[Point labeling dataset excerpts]
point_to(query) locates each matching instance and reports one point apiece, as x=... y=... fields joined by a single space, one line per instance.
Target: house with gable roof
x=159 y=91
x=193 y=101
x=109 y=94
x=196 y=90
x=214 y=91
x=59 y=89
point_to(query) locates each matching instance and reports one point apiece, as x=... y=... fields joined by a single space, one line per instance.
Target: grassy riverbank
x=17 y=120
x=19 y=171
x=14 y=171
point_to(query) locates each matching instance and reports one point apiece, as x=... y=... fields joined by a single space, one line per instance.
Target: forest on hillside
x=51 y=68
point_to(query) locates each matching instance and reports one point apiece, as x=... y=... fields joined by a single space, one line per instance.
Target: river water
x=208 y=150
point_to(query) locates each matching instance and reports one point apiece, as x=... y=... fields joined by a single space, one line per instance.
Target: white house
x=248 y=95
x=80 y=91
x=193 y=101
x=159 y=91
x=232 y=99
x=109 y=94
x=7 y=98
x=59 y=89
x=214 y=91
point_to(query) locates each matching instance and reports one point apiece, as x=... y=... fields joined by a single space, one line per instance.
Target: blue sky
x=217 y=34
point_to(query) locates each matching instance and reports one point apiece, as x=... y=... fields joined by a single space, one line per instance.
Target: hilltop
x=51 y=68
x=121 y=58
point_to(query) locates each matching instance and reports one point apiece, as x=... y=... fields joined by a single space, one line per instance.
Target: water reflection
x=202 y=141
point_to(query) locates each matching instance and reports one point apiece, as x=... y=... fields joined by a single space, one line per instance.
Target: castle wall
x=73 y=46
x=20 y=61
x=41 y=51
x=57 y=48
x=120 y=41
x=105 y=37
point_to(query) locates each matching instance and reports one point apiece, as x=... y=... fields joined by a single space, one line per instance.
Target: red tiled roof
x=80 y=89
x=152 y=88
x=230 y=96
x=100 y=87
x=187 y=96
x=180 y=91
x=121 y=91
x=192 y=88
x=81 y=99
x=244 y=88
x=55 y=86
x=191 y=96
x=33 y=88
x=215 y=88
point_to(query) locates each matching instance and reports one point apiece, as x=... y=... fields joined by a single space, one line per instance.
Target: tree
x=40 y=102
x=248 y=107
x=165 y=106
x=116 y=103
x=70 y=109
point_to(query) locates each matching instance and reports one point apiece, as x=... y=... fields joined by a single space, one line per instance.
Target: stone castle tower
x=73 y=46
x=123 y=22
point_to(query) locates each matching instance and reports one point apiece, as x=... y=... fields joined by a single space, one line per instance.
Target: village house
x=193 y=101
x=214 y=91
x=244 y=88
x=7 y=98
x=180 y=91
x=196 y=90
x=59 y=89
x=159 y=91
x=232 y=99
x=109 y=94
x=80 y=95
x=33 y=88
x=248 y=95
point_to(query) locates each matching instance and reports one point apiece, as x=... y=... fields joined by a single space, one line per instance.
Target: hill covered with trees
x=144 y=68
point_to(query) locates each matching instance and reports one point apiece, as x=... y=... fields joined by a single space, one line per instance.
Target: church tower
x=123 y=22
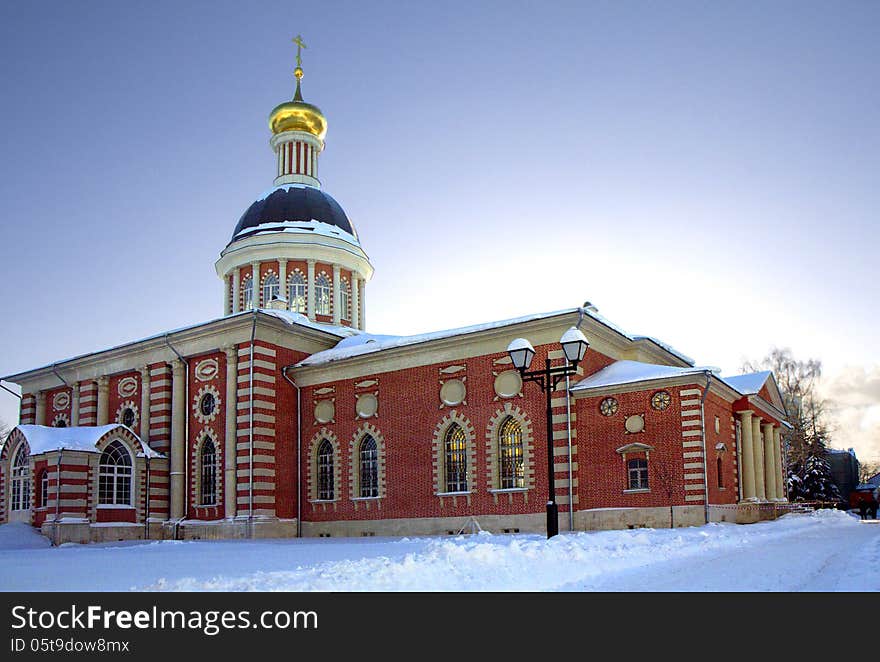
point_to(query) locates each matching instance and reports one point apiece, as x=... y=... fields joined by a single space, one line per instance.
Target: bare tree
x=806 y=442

--

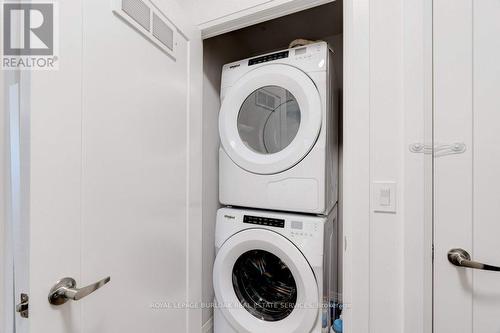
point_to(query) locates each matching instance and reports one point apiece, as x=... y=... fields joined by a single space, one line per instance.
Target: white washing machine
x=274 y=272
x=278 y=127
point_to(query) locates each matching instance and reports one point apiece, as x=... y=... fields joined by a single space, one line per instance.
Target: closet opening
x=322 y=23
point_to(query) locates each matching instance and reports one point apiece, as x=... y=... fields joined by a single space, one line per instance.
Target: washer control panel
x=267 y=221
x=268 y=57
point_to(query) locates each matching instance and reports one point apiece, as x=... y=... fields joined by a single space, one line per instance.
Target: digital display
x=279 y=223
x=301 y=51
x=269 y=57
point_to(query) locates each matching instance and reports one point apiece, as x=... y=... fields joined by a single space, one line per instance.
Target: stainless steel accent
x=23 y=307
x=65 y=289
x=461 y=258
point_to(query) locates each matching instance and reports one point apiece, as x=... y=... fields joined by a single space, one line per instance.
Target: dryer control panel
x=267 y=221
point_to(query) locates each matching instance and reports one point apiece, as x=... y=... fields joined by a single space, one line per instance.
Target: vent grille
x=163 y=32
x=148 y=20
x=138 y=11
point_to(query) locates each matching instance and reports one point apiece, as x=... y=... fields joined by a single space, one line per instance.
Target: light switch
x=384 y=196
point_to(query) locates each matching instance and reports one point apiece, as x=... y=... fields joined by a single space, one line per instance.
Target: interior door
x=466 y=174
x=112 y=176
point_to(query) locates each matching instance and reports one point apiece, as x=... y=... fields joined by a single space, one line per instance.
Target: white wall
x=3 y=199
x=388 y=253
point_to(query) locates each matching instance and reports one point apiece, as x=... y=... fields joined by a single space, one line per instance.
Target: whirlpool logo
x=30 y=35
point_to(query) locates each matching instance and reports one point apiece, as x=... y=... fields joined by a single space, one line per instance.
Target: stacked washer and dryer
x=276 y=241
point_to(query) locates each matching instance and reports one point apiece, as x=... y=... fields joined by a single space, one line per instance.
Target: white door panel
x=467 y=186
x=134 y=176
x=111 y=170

> [Stated goal]
Tally the lines in the items above that contain the word "water" and give only that number.

> [Complete response]
2